| Task instructions |
Pick up the IPVS patch on atomic operations at the point where it stops, and continue it.

| Text provided |
──────
All of lore.kernel.org
 help / color / mirror / Atom feed
* [patch] ipvs: Use atomic operations atomicly
@ 2009-08-28  2:37 Simon Horman
  2009-08-31 12:22 ` Patrick McHardy
  0 siblings, 1 reply; 6+ messages in thread
From: Simon Horman @ 2009-08-28  2:37 UTC (permalink / raw)
  To: lvs-devel, netdev, netfilter-devel
  Cc: 홍신 shin hong, David Miller

A pointed out by Shin Hong, IPVS doesn't always use atomic operations
in an atomic manner. While this seems unlikely to be manifest in
strange behaviour, it seems appropriate to clean this up.

Cc: 홍신 shin hong <hongshin@gmail.com>
Signed-off-by: Simon Horman <horms@verge.net.au>

Index: net-next-2.6/net/netfilter/ipvs/ip_vs_core.c
===================================================================
--- net-next-2.6.orig/net/netfilter/ipvs/ip_vs_core.c	2009-08-28 12:07:49.000000000 +1000
+++ net-next-2.6/net/netfilter/ipvs/ip_vs_core.c	2009-08-28 12:33:18.000000000 +1000
@@ -1259,7 +1259,7 @@ ip_vs_in(unsigned int hooknum, struct sk
 	struct ip_vs_iphdr iph;
 	struct ip_vs_protocol *pp;
 	struct ip_vs_conn *cp;
-	int ret, restart, af;
+	int ret, restart, af, pkts;
 
 	af = (skb->protocol == htons(ETH_P_IP)) ? AF_INET : AF_INET6;
 
@@ -1346,12 +1346,12 @@ ip_vs_in(unsigned int hooknum, struct sk
 	 * Sync connection if it is about to close to
 	 * encorage the standby servers to update the connections timeout
 	 */
-	atomic_inc(&cp->in_pkts);
+	pkts = atomic_add_return(1, &cp->in_pkts);
 	if (af == AF_INET &&
 	    (ip_vs_sync_state & IP_VS_STATE_MASTER) &&
 	    (((cp->protocol != IPPROTO_TCP ||
 	       cp->state == IP_VS_TCP_S_ESTABLISHED) &&
-	      (atomic_read(&cp->in_pkts) % sysctl_ip_vs_sync_threshold[1]
+	      (pkts % sysctl_ip_vs_sync_threshold[1]
 	       == sysctl_ip_vs_sync_threshold[0])) ||
 	     ((cp->protocol == IPPROTO_TCP) && (cp->old_state != cp->state) &&
 	      ((cp->state == IP_VS_TCP_S_FIN_WAIT) ||
Index: net-next-2.6/net/netfilter/ipvs/ip_vs_wrr.c
===================================================================
--- net-next-2.6.orig/net/netfilter/ipvs/ip_vs_wrr.c	2009-08-28 12:07:49.000000000 +1000
+++ net-next-2.6/net/netfilter/ipvs/ip_vs_wrr.c	2009-08-28 12:33:18.000000000 +1000
@@ -77,11 +77,12 @@ static int ip_vs_wrr_gcd_weight(struct i
 static int ip_vs_wrr_max_weight(struct ip_vs_service *svc)
──────
| Supplied records |
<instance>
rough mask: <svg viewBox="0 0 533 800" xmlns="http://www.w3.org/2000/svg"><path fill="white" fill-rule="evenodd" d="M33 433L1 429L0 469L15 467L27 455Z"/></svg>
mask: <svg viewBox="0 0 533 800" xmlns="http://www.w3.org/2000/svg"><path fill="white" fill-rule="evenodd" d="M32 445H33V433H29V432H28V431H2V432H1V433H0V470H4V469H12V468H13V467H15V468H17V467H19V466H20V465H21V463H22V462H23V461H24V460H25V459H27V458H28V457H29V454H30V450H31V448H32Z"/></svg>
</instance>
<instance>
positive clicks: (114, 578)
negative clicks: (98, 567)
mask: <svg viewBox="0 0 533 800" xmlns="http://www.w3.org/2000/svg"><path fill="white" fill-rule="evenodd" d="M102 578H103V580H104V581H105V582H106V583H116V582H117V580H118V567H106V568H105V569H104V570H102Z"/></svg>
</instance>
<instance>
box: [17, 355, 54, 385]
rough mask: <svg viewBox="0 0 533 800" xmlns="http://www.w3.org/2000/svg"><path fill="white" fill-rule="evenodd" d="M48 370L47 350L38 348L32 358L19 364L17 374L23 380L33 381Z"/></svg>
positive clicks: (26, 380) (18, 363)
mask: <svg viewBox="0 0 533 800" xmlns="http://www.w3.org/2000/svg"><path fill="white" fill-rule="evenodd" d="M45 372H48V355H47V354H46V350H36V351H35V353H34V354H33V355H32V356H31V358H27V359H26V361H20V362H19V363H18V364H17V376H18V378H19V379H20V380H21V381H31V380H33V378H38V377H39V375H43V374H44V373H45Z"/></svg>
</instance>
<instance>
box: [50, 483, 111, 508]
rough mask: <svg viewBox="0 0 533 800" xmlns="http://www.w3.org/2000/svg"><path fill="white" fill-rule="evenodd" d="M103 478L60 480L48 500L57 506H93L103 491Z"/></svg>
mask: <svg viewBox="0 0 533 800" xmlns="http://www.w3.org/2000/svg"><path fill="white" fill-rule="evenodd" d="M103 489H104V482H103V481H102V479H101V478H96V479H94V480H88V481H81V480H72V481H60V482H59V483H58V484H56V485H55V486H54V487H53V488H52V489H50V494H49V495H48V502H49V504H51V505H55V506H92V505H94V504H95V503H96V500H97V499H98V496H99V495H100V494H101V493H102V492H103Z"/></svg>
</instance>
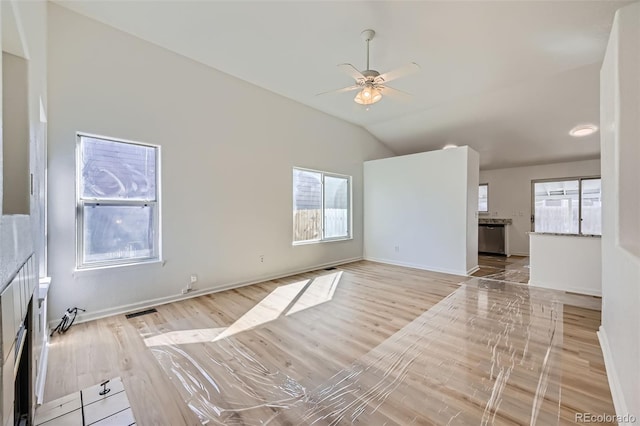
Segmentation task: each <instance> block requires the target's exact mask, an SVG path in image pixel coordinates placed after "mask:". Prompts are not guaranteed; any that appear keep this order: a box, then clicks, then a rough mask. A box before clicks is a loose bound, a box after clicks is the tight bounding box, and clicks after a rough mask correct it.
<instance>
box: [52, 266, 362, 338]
mask: <svg viewBox="0 0 640 426" xmlns="http://www.w3.org/2000/svg"><path fill="white" fill-rule="evenodd" d="M359 260H362V257H353V258H349V259H342V260H339V261H337V262H328V263H323V264H319V265H315V266H311V267H308V268H302V269H294V270H289V271H285V272H282V273H279V274H273V275H264V276H261V277H258V278H255V279H252V280H249V281H236V282H232V283H228V284H224V285H221V286H216V287H208V288H204V289H198V290H193V291H191V292H189V293H187V294H175V295H171V296H165V297H159V298H156V299H149V300H143V301H140V302H136V303H130V304H127V305H120V306H116V307H113V308H108V309H102V310H99V311H94V312H86V313H83V314H78V316H77V318H76V320H75V322H74V324H80V323H83V322H88V321H93V320H97V319H100V318H106V317H110V316H113V315H119V314H124V313H127V312H131V311H138V310H142V309H148V308H151V307H154V306H159V305H165V304H167V303H172V302H178V301H180V300H186V299H191V298H194V297H198V296H203V295H205V294H212V293H219V292H221V291H226V290H232V289H234V288H240V287H246V286H248V285H253V284H258V283H261V282H265V281H271V280H277V279H280V278H285V277H289V276H291V275H297V274H303V273H305V272H311V271H317V270H318V269H323V268H329V267H332V266H339V265H344V264H346V263H352V262H357V261H359ZM59 322H60V320H59V319H56V320H51V321H49V323H48V324H49V329H54V328H55V327H56V326H57V325H58V323H59Z"/></svg>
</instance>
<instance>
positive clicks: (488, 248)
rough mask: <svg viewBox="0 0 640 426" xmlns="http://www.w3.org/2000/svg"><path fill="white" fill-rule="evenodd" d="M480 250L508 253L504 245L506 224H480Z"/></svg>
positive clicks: (499, 252)
mask: <svg viewBox="0 0 640 426" xmlns="http://www.w3.org/2000/svg"><path fill="white" fill-rule="evenodd" d="M478 251H479V252H481V253H496V254H506V253H505V247H504V225H501V224H498V225H495V224H488V223H486V224H485V223H481V224H479V225H478Z"/></svg>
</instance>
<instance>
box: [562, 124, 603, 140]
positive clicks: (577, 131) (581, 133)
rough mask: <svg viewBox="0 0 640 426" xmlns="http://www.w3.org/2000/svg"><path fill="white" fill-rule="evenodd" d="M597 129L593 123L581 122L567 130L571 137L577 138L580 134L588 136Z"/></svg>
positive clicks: (591, 133) (581, 134) (592, 133)
mask: <svg viewBox="0 0 640 426" xmlns="http://www.w3.org/2000/svg"><path fill="white" fill-rule="evenodd" d="M597 131H598V126H596V125H595V124H581V125H579V126H576V127H574V128H573V129H571V131H569V134H570V135H571V136H573V137H576V138H579V137H582V136H589V135H592V134H594V133H595V132H597Z"/></svg>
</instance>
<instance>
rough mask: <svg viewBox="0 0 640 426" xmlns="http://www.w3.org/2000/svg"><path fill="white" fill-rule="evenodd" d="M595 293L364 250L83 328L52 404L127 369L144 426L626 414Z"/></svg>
mask: <svg viewBox="0 0 640 426" xmlns="http://www.w3.org/2000/svg"><path fill="white" fill-rule="evenodd" d="M463 281H466V282H465V283H464V284H461V283H462V282H463ZM598 305H599V299H597V298H591V297H585V296H576V295H568V294H564V293H559V292H553V291H548V290H543V289H536V288H530V287H528V286H525V285H519V284H512V283H507V282H503V281H496V280H490V279H484V278H473V279H471V280H469V279H468V277H459V276H453V275H447V274H440V273H433V272H427V271H420V270H416V269H410V268H402V267H397V266H391V265H383V264H378V263H373V262H366V261H361V262H355V263H351V264H348V265H343V266H341V267H339V268H337V269H335V270H330V271H328V270H322V271H317V272H313V273H307V274H301V275H297V276H293V277H289V278H286V279H281V280H275V281H269V282H265V283H261V284H257V285H253V286H249V287H244V288H240V289H236V290H230V291H225V292H221V293H216V294H211V295H207V296H201V297H198V298H194V299H190V300H187V301H182V302H177V303H172V304H168V305H162V306H158V307H157V309H158V312H157V313H154V314H149V315H144V316H141V317H137V318H133V319H130V320H128V319H126V318H125V317H124V315H118V316H114V317H110V318H106V319H102V320H98V321H93V322H90V323H85V324H78V325H74V326H73V328H72V329H71V330H70V331H68V332H67V334H65V335H61V336H56V337H54V338H53V339H52V343H51V348H50V355H49V370H48V376H47V383H46V389H45V401H49V400H52V399H55V398H58V397H60V396H63V395H66V394H69V393H71V392H74V391H77V390H79V389H82V388H85V387H87V386H90V385H93V384H95V383H98V382H99V381H101V380H102V379H104V378H109V377H114V376H121V377H122V380H123V383H124V385H125V388H126V390H127V394H128V395H129V400H130V402H131V408H132V410H133V413H134V415H135V418H136V420H137V422H138V424H141V425H157V424H166V425H182V424H184V425H197V424H201V423H209V424H224V425H253V424H271V425H298V424H311V423H313V424H317V425H329V424H335V425H338V424H340V425H342V424H364V425H378V424H380V425H382V424H387V425H393V424H398V425H406V424H421V425H430V424H434V425H439V424H452V425H454V424H458V425H468V424H535V423H537V424H544V425H547V424H573V423H574V421H575V413H581V412H588V413H593V414H613V405H612V402H611V395H610V392H609V389H608V384H607V378H606V373H605V370H604V363H603V360H602V353H601V351H600V347H599V345H598V340H597V336H596V334H595V332H596V330H597V328H598V326H599V324H600V312H599V306H598ZM594 308H595V309H594Z"/></svg>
──────
| Result |
 {
 	struct ip_vs_dest *dest;
-	int weight = 0;
+	int new_weight, weight = 0;
 
 	list_for_each_entry(dest, &svc->destinations, n_list) {
-		if (atomic_read(&dest->weight) > weight)
-			weight = atomic_read(&dest->weight);
+		new_weight = atomic_read(&dest->weight);
+		if (new_weight > weight)
+			weight = new_weight;
 	}
 
 	return weight;
--
To unsubscribe from this list: send the line "unsubscribe netfilter-devel" in
the body of a message to majordomo@vger.kernel.org
More majordomo info at  http://vger.kernel.org/majordomo-info.html

^ permalink raw reply	[flat|nested] 6+ messages in thread

* Re: [patch] ipvs: Use atomic operations atomicly
  2009-08-28  2:37 [patch] ipvs: Use atomic operations atomicly Simon Horman
@ 2009-08-31 12:22 ` Patrick McHardy
  2009-08-31 14:49   ` Simon Horman
  2009-09-01  1:59   ` Simon Horman
  0 siblings, 2 replies; 6+ messages in thread
From: Patrick McHardy @ 2009-08-31 12:22 UTC (permalink / raw)
  To: Simon Horman
  Cc: lvs-devel, netdev, netfilter-devel, 홍신 shin hong,
	David Miller

Simon Horman wrote:
> A pointed out by Shin Hong, IPVS doesn't always use atomic operations
> in an atomic manner. While this seems unlikely to be manifest in
> strange behaviour, it seems appropriate to clean this up.
> 
> Cc: 홍신 shin hong <hongshin@gmail.com>
> Signed-off-by: Simon Horman <horms@verge.net.au>

Applied, thanks.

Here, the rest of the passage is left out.